Problem description: Rewrite every line of the records below as a Markdown table with the columns "Row" and "Line", numbering the rows and omitting blank lines. Leave the pictures out of the table.
==========
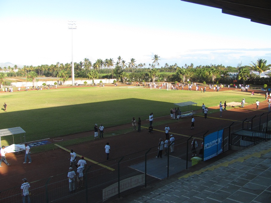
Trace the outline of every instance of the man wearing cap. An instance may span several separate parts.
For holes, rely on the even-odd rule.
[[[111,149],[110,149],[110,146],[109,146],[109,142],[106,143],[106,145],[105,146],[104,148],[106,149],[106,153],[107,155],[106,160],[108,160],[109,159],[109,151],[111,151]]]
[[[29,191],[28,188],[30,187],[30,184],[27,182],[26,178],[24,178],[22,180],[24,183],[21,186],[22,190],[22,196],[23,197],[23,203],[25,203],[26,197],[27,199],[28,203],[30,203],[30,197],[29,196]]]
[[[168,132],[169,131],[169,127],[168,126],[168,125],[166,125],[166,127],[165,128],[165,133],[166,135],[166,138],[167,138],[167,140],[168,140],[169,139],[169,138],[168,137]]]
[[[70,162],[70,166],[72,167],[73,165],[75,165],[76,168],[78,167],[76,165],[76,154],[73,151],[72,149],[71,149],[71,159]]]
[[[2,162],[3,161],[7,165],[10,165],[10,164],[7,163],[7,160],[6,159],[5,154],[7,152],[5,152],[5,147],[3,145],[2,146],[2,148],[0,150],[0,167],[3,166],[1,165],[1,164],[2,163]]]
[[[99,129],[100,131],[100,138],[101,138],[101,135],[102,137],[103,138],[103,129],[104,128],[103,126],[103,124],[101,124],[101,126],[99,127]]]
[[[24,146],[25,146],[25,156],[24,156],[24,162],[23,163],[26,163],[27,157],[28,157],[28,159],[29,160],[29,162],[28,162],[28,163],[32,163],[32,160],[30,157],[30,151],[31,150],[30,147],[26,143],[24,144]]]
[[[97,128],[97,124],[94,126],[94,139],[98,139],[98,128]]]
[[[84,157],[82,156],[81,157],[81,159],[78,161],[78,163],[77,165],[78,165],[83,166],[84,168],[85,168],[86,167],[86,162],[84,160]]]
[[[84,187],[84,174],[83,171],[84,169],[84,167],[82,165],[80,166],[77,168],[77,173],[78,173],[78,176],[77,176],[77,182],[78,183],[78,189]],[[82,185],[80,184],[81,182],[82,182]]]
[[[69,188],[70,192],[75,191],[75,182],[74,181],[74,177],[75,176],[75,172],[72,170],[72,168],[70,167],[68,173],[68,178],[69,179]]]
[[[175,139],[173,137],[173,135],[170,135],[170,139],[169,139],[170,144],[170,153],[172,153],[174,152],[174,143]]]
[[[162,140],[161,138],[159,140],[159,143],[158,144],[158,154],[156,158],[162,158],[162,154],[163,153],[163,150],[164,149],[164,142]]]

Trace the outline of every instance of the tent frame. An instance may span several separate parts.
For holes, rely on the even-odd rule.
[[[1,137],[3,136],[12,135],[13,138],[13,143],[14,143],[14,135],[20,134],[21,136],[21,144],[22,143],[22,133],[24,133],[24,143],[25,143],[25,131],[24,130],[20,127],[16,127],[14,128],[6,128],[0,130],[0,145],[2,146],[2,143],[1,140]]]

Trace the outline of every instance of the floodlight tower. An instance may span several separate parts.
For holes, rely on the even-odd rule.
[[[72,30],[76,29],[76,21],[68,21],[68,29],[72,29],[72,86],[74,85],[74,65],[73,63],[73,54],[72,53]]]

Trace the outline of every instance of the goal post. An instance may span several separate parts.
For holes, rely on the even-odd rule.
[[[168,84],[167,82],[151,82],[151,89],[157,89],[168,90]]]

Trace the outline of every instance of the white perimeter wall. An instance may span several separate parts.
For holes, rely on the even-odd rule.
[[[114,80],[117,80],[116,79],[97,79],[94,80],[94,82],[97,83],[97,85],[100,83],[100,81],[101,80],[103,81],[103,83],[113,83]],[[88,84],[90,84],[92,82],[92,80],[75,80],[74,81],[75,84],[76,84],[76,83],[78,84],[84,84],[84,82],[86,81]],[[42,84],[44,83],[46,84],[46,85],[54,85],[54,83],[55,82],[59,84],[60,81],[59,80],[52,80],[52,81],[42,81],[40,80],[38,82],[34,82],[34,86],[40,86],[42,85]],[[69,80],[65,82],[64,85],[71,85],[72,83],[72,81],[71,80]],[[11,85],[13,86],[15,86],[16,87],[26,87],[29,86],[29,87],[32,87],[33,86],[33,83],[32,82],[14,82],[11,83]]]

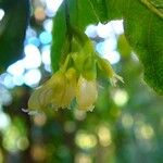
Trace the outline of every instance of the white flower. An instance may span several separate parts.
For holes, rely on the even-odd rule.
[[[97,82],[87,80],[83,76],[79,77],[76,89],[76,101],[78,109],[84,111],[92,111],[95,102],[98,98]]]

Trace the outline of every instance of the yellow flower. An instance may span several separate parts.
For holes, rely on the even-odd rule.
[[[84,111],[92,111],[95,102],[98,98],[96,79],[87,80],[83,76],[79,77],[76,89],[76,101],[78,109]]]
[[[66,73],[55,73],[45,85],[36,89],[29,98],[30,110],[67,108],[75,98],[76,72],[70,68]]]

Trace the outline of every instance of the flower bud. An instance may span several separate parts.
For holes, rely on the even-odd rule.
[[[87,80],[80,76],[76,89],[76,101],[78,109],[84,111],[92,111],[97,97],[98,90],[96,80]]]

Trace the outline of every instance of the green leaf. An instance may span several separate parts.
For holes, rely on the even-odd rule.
==========
Response:
| Row | Line |
|---|---|
| 1 | Trace the outline of every instance of the man wearing cap. An instance may span several separate parts. |
| 2 | For holes, rely on the even-odd rule. |
| 3 | [[[111,149],[110,149],[110,146],[109,146],[109,142],[106,143],[106,145],[105,146],[104,148],[106,149],[106,153],[107,155],[106,160],[108,160],[109,159],[109,151],[111,151]]] |
| 4 | [[[29,191],[28,188],[30,187],[30,184],[27,182],[26,178],[24,178],[22,180],[24,183],[21,186],[22,190],[22,196],[23,197],[23,203],[25,203],[26,197],[27,199],[28,203],[30,203],[30,197],[29,196]]] |
| 5 | [[[168,132],[169,131],[169,127],[168,126],[168,125],[166,125],[166,127],[165,128],[165,133],[166,135],[166,138],[167,138],[167,140],[168,140],[169,139],[169,138],[168,137]]] |
| 6 | [[[70,162],[70,166],[72,167],[73,165],[75,165],[76,168],[78,167],[76,165],[76,154],[73,151],[72,149],[71,149],[71,159]]] |
| 7 | [[[2,162],[3,161],[7,165],[10,165],[10,164],[7,163],[7,160],[6,159],[5,154],[7,152],[5,152],[5,147],[3,145],[2,146],[2,148],[0,150],[0,167],[3,166],[1,165],[1,164],[2,163]]] |
| 8 | [[[99,129],[100,131],[100,138],[101,138],[101,135],[102,137],[103,138],[103,129],[104,128],[103,126],[103,124],[101,124],[101,126],[99,127]]] |
| 9 | [[[24,146],[25,146],[25,156],[24,156],[24,162],[23,163],[26,163],[27,157],[28,157],[28,159],[29,160],[29,162],[28,162],[28,163],[32,163],[32,160],[30,157],[30,151],[31,150],[30,147],[26,143],[24,144]]] |
| 10 | [[[97,128],[97,124],[94,126],[94,139],[98,139],[98,128]]] |
| 11 | [[[84,157],[82,156],[81,157],[81,159],[78,161],[78,163],[77,165],[78,165],[83,166],[84,168],[85,168],[86,167],[86,162],[84,160]]] |
| 12 | [[[84,187],[84,174],[83,171],[84,169],[84,167],[82,165],[80,166],[77,168],[77,173],[78,173],[78,176],[77,176],[77,182],[78,183],[78,189]],[[82,185],[80,184],[81,182],[82,182]]] |
| 13 | [[[69,188],[70,192],[75,191],[75,182],[74,181],[74,177],[75,176],[75,172],[72,170],[72,168],[70,167],[68,173],[68,178],[69,179]]] |
| 14 | [[[175,139],[173,137],[173,135],[170,135],[170,139],[169,139],[170,144],[170,153],[172,153],[174,152],[174,143]]] |
| 15 | [[[162,140],[161,138],[159,140],[159,143],[158,144],[158,154],[156,158],[162,158],[162,154],[163,153],[163,150],[164,149],[164,142]]] |
| 16 | Trace the outline of every instance of the tent frame. An instance may span several separate parts. |
| 17 | For holes, rely on the even-odd rule. |
| 18 | [[[1,137],[3,136],[12,135],[13,138],[13,143],[14,143],[14,135],[20,134],[21,136],[21,144],[22,143],[22,133],[24,133],[24,143],[25,143],[25,131],[24,130],[20,127],[16,127],[14,128],[6,128],[0,130],[0,145],[2,146],[2,143],[1,140]]] |
| 19 | Trace the outline of every instance of the floodlight tower. An instance may span several separate parts. |
| 20 | For holes, rely on the even-odd rule. |
| 21 | [[[72,30],[76,29],[76,21],[68,21],[68,29],[72,29],[72,86],[74,85],[74,65],[73,63],[73,54],[72,53]]] |
| 22 | Trace the outline of every instance of the goal post. An instance may span several separate parts. |
| 23 | For holes, rely on the even-odd rule. |
| 24 | [[[168,84],[167,82],[151,82],[151,89],[157,89],[168,90]]] |
| 25 | Trace the outline of every instance of the white perimeter wall. An instance may span several separate parts. |
| 26 | For holes, rely on the even-odd rule. |
| 27 | [[[114,80],[117,80],[116,79],[97,79],[94,80],[94,82],[97,83],[97,85],[100,83],[100,81],[101,80],[103,81],[103,83],[113,83]],[[88,84],[90,84],[92,82],[92,80],[75,80],[74,81],[75,84],[76,84],[76,83],[78,84],[84,84],[84,82],[86,81]],[[42,84],[44,83],[46,84],[46,85],[54,85],[54,83],[55,82],[59,84],[60,81],[59,80],[52,80],[52,81],[42,81],[40,80],[38,82],[34,82],[34,86],[40,86],[42,85]],[[69,80],[65,82],[64,85],[71,85],[72,83],[72,81],[71,80]],[[11,85],[13,86],[15,86],[16,87],[26,87],[29,86],[29,87],[32,87],[33,86],[33,83],[32,82],[14,82],[11,83]]] |
| 28 | Trace the outline of every instance of the white flower. An instance may span several separate parts. |
| 29 | For holes, rely on the even-odd rule. |
| 30 | [[[97,82],[87,80],[83,76],[79,77],[76,89],[76,101],[78,109],[84,111],[92,111],[95,102],[98,98]]] |
| 31 | Trace the outline of every instance of the yellow flower. An instance may span several separate parts. |
| 32 | For holes, rely on the even-odd rule. |
| 33 | [[[84,111],[92,111],[95,102],[98,98],[96,79],[87,80],[83,76],[79,77],[76,89],[76,101],[78,109]]] |
| 34 | [[[66,73],[55,73],[45,85],[36,89],[29,98],[30,110],[67,108],[75,98],[76,72],[70,68]]] |
| 35 | Trace the outline of every instance of the flower bud. An instance may span several separate parts. |
| 36 | For holes, rely on the even-odd rule. |
| 37 | [[[87,80],[80,76],[76,89],[76,101],[78,109],[84,111],[92,111],[97,97],[98,90],[96,80]]] |
| 38 | Trace the outline of every instance of the green leaf. An instance may span several separate parts. |
| 39 | For holes, rely on the even-odd rule. |